====== PAGE TEXT ======
HMRC say the review will help it adopt an effective policy and ensure any future changes to WOWGR are approached clearly and consistently, so are developing a policy review document detailing the:

  • Policy Summary

  • Data on the number of WOWGR approvals and revocations

  • Rationale behind the possible changes of the WOWGR policy

  • Potential options — setting out the advantages, disadvantages, impacts and issues to address.


HMRC hold no fixed or preferred view of change.  Potential changes will be shared with stakeholders to assess the need/desire for any change.   HMRC’s indicated options appear to be:

  • Do nothing;

  • Complete revocation of WOWGR registration of owners;

  • Remove investment in product owned in warehouse (mainly spirits) as a “revenue trade”;

  • Remove cask/bulk spirits from the ownership scheme;

  • Alternative may be removal of scheme and instead to register transporters


HMRC's timeline, noted below, is tight and had commenced by the JATCG meeting:


Initial review of the current policy: Feb – March 22

  • Data gathering on WOWGR and feedback analysis 

  • Development of options to pursue  

  • High level risks and wider impacts of each option. 


Discovery: April – June 22

  • Wider HMG sessions on proposals

  • Further engagement with the trade on the options 

  • Delivery timelines 

  • Option finalised 


Delivery: July 22 onwards

  • Project coordination


BDA submission — summary

The rationale for Warehousekeepers and Owners of Warehoused Goods Regulations 1999  (WOWGR) is set out in the explanatory notes to the regulations, stating:

The provisions in respect of owners of goods held in excise warehouses (and their duty representatives) enable the Commissioners to identify those persons who hold duty suspended excise goods in warehousing facilities provided by third parties.  (Emphasis added).

In fact, and as a matter of public record, the frauds that led to registration of owners were incited and orchestrated covertly by (as was) HMCE’s National Investigation Service (NIS).  HMCE knew all the owners of goods and the transporters in order to arrest and prosecute them.


When HMRC stopped the fraud they were operating in 1998, all the fraud ceased immediately.  Moreover, the implementation of WOWGR did not, nor could, achieve more than HMCE had already done by simply stopping the fraud 18 months previously.  For that reason alone, the scheme, which has no basis in EU law, fails utterly to meet any measure of the principle of proportionality, that requires the UK to do no more than necessary to achieve the legitimate objective.

As HMRC recognizes, the law is inconsistent because oils (fuel) ownership is excluded from the scheme, as are wine and made-wine.   It should be noted that cider is not excluded from WOWGR, but the duty on “plain cider” is very low and the UK alcohol market share miniscule.   However,  since most commercial cider is flavoured cider and therefore taxed as made-wine, flavoured cider is excluded from the scheme.   Only beer and spirits are left as alcohol products within the scheme.  The tax gap for spirits is practically nil, therefore only one alcohol product — beer —  might justify being considered for retention.

Duty points are created for errors leading to non-compliance with WOWGR (which are in breach of retained EU law — “Polihim") and as a consequence of the scheme, there are growing problems with identification of ownership of cask spirits for the warehousekeeper.
======
▶ CHALLENGE 1
According to the WOWGR review text, which alcohol products are left within the scheme?
▶ CHALLENGE 2
Transcribe a passage from the WOWGR review text, beginning at the words "The rationale for" and stopping after "parties.  (Emphasis added).".
====== DATASET EXCERPTS ======
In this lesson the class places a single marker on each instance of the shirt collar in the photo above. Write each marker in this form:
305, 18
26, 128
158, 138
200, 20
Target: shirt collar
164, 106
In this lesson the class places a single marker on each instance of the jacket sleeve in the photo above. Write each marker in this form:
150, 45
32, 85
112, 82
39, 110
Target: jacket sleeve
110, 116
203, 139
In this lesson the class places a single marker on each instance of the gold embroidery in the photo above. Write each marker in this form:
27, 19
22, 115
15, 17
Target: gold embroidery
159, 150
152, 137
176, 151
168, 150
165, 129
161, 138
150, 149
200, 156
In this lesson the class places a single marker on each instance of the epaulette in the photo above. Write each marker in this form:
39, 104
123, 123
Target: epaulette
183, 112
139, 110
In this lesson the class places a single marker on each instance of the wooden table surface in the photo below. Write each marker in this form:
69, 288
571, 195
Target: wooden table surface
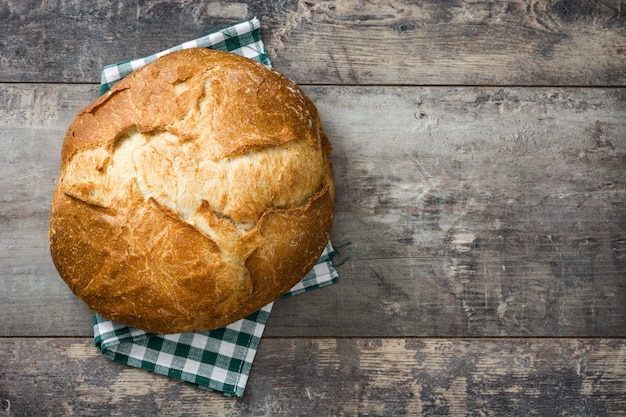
479, 150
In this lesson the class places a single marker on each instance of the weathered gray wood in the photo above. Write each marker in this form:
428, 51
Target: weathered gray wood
520, 42
466, 211
332, 377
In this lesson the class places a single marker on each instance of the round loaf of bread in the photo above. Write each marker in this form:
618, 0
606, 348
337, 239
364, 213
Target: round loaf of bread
194, 192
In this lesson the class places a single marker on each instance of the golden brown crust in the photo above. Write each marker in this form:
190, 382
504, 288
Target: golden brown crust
194, 192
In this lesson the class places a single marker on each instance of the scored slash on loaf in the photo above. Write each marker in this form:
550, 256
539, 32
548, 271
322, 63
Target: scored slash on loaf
193, 193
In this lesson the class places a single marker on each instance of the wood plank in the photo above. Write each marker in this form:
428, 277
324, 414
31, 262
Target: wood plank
520, 42
464, 211
331, 377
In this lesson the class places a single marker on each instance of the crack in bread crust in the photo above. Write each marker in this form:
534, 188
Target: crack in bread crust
193, 193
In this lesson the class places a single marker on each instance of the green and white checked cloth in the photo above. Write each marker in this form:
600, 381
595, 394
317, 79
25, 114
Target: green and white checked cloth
218, 360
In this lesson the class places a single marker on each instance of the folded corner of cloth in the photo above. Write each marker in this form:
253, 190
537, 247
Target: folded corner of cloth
218, 360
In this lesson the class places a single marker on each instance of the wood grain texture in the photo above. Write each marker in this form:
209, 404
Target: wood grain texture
463, 211
333, 377
519, 42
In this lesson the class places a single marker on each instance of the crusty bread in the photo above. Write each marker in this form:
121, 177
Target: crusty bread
194, 192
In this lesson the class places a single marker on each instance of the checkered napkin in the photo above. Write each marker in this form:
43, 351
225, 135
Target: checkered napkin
218, 360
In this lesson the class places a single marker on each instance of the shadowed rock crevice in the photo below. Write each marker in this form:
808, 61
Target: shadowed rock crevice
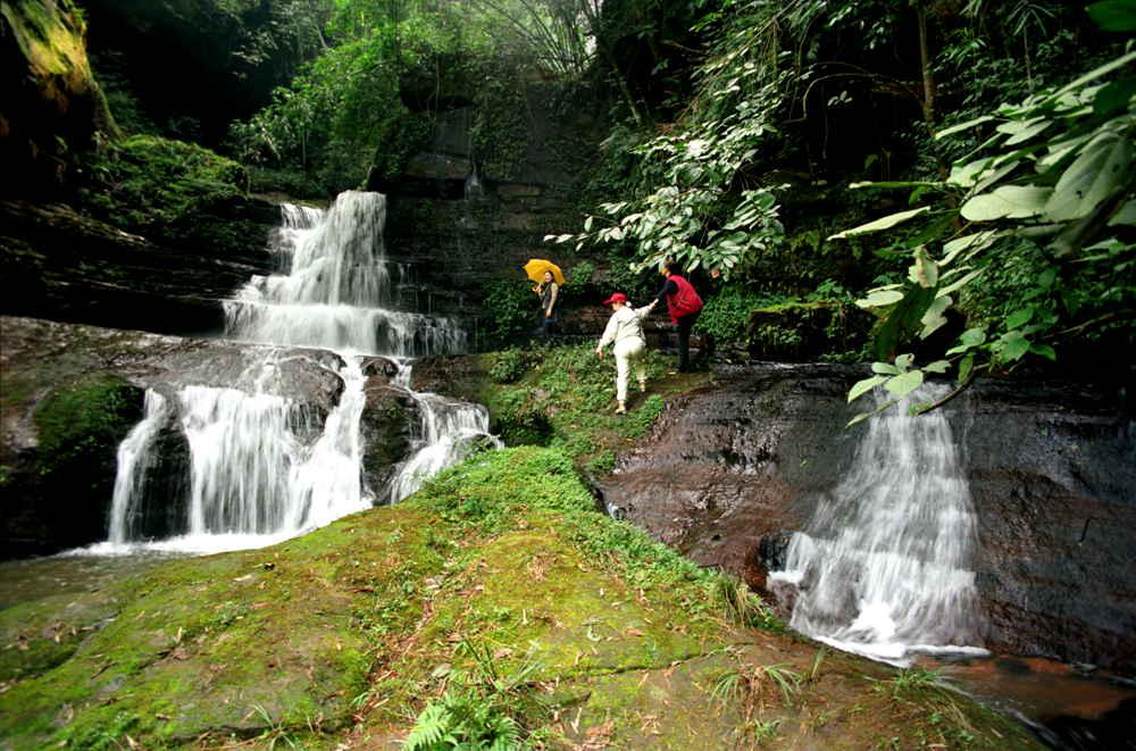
726, 473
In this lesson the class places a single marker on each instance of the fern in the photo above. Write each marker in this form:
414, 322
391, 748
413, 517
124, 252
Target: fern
429, 728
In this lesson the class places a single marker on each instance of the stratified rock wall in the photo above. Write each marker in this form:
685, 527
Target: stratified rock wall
465, 219
1051, 467
58, 264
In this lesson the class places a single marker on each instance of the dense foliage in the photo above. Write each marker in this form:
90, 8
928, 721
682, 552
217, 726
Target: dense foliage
1044, 208
796, 102
144, 183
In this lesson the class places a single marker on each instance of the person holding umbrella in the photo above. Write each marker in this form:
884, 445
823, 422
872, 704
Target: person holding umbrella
549, 277
625, 333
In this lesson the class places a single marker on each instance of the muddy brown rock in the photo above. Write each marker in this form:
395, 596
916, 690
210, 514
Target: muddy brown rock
1051, 467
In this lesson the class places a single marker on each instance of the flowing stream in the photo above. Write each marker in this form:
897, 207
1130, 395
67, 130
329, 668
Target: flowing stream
262, 467
883, 568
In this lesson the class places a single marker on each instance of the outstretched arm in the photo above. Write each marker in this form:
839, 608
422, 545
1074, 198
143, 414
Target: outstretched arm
609, 335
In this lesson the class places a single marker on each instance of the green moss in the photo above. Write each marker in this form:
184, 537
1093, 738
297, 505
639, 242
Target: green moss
145, 183
796, 330
83, 420
500, 583
565, 397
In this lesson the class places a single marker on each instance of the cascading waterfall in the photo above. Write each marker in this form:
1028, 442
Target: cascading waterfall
255, 473
133, 453
447, 433
337, 293
883, 568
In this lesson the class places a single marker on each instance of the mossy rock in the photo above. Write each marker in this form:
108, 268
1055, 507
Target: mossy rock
80, 423
499, 567
78, 426
800, 332
52, 107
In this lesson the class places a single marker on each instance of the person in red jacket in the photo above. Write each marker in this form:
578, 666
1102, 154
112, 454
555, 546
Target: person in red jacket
684, 306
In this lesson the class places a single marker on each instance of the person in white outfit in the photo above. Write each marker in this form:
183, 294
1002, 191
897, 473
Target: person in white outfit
625, 332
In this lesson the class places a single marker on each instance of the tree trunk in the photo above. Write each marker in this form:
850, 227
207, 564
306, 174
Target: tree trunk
928, 74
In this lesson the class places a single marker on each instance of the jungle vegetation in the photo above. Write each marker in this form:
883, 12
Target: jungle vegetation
951, 177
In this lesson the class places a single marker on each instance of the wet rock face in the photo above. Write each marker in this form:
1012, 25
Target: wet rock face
72, 393
51, 106
732, 465
1052, 472
1051, 469
387, 432
60, 265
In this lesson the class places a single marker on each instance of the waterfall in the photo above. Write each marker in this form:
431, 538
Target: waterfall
133, 453
337, 292
261, 467
883, 567
447, 432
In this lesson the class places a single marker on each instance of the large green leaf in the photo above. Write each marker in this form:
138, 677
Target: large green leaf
904, 383
967, 243
1007, 202
1125, 215
879, 299
883, 223
1114, 15
863, 386
934, 319
968, 340
924, 270
1024, 130
1013, 344
1092, 178
963, 126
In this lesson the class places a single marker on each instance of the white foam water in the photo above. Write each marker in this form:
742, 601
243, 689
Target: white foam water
256, 476
448, 432
884, 566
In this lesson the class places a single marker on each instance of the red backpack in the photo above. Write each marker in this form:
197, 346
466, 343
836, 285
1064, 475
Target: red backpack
685, 301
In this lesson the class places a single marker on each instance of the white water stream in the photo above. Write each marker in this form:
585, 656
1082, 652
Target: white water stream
260, 469
884, 566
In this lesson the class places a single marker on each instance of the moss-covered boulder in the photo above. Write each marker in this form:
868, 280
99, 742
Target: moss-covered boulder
51, 105
61, 489
496, 602
805, 331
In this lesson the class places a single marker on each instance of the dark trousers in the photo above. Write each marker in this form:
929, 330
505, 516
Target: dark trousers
685, 324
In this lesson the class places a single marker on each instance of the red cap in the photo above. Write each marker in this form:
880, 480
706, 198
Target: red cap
617, 297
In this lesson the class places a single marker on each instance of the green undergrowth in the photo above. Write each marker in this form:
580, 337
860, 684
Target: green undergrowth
494, 607
565, 397
147, 183
83, 419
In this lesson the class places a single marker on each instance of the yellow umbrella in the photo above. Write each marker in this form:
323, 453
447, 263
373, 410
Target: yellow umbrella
536, 267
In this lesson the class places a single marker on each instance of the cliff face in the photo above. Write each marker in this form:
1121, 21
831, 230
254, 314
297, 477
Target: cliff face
1051, 467
50, 106
61, 265
476, 201
72, 393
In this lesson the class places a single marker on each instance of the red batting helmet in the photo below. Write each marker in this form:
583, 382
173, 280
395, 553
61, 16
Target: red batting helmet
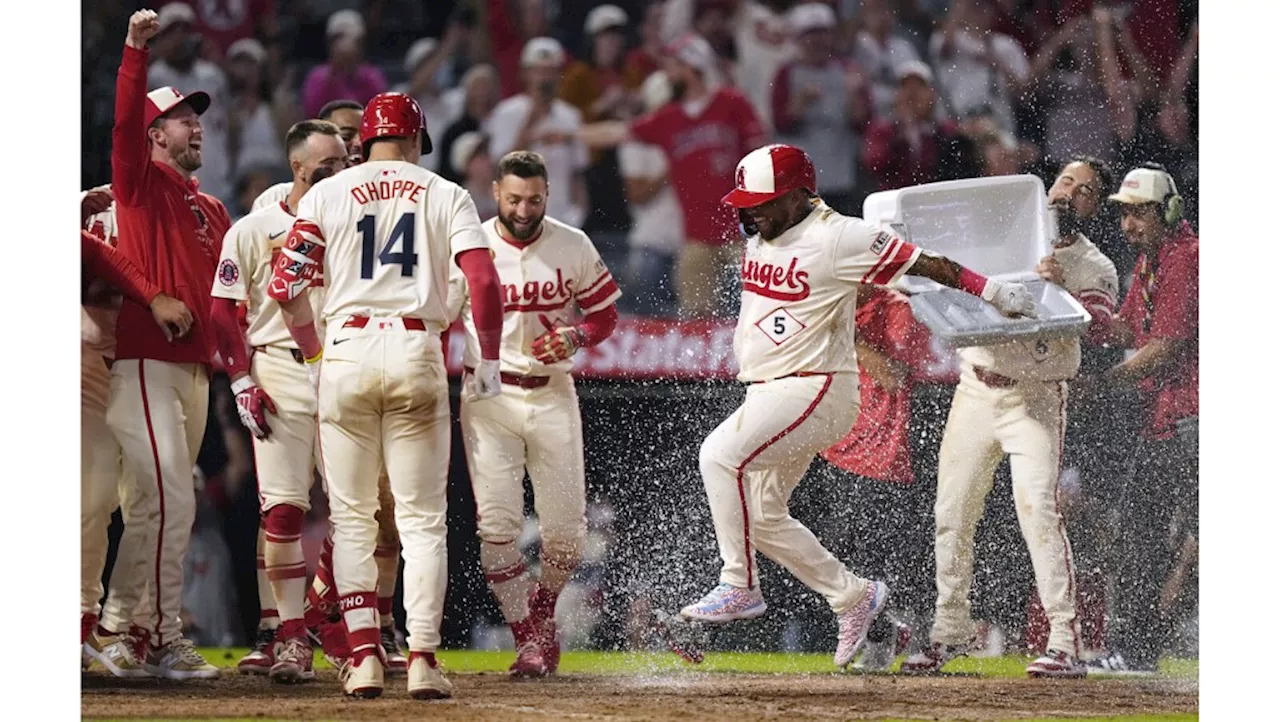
769, 172
392, 115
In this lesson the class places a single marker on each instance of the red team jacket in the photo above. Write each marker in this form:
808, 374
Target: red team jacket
167, 228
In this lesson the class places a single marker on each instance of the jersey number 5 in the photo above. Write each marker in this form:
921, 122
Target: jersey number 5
402, 232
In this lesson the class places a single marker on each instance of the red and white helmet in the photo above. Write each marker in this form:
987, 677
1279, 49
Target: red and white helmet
392, 115
769, 172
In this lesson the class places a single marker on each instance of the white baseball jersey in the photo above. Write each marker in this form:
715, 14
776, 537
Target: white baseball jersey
97, 325
387, 233
250, 250
540, 284
272, 196
1091, 277
799, 293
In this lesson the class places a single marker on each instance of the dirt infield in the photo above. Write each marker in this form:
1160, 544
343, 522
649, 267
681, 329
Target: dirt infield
487, 697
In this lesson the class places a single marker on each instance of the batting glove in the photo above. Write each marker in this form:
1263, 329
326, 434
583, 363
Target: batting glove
558, 344
1010, 298
252, 403
485, 382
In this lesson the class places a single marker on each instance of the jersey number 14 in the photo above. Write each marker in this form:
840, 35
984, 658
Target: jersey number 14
402, 234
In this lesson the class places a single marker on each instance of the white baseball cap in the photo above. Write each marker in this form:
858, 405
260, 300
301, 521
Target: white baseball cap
======
▶ TASK RESULT 1
Beer and spirits.

▶ TASK RESULT 2
The rationale for Warehousekeepers and Owners of Warehoused Goods Regulations 1999  (WOWGR) is set out in the explanatory notes to the regulations, stating:

The provisions in respect of owners of goods held in excise warehouses (and their duty representatives) enable the Commissioners to identify those persons who hold duty suspended excise goods in warehousing facilities provided by third parties.  (Emphasis added).